# Provided passage:
——
Cass students working in collaboration with Rachel Lichtenstein
Cass interiors students work with artist and author Rachel Lichtenstein on a project at UK's oldest surviving Ashkenazi Synagogue.
Date: 23 April 2018
Interiors students at The Cass have recently had the opportunity to work in collaboration with renowned artist and author Rachel Lichtenstein on a live project for Sandy's Row Synagogue in Spitalfields.
Sandy's Row is the oldest surviving Ashkenazi Synagogue in the UK. The board have secured Heritage Lottery funding for a mixed-use cultural heritage program in the currently unused basement space. The development of the basement will provide a unique flexible space through which rich oral histories can be told to impart cultural significance to the wider community.
The group began their research and investigation into the history of area and the site by ‘A Walk with Rachel Lichtenstein’, discovering narratives, oral histories, hidden stories and memories. This led students to then explore and challenge the notion of cultural heritage and consider possible spatial interventions. The basement was knee-deep in artifacts, and hidden treasures were found in the space. Some remain, others were taken to Bishopsgate Institute archive as part of Rachel’s ‘Hidden Histories’ project.
——
Data entries:
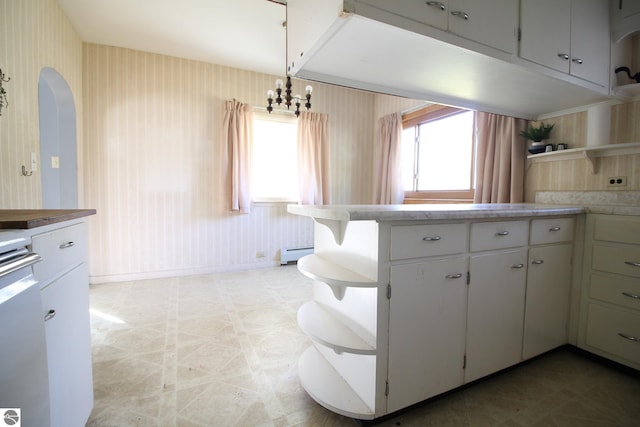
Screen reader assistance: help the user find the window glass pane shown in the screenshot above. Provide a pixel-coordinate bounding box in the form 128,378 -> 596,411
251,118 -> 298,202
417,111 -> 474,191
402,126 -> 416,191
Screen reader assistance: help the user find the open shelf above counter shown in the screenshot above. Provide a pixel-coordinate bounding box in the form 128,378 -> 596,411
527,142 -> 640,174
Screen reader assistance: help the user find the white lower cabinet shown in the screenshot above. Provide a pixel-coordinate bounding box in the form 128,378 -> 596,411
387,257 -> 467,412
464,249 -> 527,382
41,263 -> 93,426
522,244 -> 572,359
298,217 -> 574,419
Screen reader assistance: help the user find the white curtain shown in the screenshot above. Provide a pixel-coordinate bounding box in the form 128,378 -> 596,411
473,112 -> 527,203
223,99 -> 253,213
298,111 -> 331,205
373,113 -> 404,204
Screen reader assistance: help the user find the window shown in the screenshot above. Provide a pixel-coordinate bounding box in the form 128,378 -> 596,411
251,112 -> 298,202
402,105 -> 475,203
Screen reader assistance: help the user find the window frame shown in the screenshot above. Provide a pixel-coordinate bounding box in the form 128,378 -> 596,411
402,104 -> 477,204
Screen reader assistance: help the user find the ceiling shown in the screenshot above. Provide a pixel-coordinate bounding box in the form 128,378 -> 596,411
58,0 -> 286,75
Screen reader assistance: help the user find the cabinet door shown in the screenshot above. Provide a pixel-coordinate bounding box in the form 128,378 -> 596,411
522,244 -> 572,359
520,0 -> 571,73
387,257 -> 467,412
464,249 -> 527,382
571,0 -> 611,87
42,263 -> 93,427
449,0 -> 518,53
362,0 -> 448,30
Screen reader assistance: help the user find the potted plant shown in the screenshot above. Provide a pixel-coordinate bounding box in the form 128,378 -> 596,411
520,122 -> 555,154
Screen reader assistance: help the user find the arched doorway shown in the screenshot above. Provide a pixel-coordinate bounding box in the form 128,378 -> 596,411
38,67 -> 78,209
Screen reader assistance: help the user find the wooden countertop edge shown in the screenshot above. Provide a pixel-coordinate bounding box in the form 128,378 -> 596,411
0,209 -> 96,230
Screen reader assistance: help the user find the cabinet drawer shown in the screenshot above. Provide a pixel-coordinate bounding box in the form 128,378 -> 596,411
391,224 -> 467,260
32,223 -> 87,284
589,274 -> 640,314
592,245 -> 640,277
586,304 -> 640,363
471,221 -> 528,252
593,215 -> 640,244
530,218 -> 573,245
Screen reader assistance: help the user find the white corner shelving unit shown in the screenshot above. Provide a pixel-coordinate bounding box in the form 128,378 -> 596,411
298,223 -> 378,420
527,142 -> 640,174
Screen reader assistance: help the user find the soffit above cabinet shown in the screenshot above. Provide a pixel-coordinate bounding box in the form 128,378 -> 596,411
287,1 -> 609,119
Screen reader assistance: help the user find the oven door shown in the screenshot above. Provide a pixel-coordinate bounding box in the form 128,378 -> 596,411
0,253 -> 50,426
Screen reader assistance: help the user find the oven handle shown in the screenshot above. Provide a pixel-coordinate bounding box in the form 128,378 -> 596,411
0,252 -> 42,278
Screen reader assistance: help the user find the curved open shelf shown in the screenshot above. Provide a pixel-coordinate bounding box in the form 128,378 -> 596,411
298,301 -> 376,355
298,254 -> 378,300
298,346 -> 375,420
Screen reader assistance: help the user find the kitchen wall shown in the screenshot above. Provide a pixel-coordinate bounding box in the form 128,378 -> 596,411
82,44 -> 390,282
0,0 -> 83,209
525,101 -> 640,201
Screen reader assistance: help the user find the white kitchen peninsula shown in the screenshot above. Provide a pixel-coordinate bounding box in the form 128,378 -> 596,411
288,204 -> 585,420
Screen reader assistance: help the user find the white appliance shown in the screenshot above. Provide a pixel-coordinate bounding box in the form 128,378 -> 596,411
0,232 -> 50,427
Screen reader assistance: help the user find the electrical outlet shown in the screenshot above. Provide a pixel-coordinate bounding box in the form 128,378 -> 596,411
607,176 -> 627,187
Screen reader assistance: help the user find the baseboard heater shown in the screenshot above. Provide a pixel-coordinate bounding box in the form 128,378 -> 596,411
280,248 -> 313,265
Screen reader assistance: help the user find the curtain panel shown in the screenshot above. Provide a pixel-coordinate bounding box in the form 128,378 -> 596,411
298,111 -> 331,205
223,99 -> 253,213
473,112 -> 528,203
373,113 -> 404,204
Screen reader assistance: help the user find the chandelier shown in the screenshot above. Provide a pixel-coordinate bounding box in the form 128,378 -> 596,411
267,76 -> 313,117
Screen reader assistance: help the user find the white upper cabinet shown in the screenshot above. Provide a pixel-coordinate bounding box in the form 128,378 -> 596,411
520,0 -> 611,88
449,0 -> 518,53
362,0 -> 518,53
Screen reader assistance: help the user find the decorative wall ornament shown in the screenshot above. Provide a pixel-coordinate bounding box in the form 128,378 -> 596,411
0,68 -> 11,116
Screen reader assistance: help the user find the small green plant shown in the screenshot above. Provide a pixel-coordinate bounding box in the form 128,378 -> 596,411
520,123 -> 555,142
——
# Brief A:
In the Sandy's Row article, what type of funding have the synagogue's board secured for the basement program?
# Brief B:
Please copy the Sandy's Row article word for word between "Sandy's Row is" and "the wider community.", inclusive.

# Full answer A:
Heritage Lottery funding.

# Full answer B:
Sandy's Row is the oldest surviving Ashkenazi Synagogue in the UK. The board have secured Heritage Lottery funding for a mixed-use cultural heritage program in the currently unused basement space. The development of the basement will provide a unique flexible space through which rich oral histories can be told to impart cultural significance to the wider community.